[Stored entries]
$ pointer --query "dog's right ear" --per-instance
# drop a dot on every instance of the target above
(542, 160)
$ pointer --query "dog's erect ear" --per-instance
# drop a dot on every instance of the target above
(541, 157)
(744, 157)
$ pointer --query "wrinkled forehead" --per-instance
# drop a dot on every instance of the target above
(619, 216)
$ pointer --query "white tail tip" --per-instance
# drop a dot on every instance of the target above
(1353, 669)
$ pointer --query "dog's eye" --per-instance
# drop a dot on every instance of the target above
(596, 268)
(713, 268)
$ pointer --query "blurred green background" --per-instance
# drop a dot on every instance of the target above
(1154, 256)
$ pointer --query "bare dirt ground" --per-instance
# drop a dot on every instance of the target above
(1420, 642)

# [What is expected]
Would you please give the number of lines in the data above that contain the string "pointer"? Reply with that number only.

# [Solution for this exercise]
7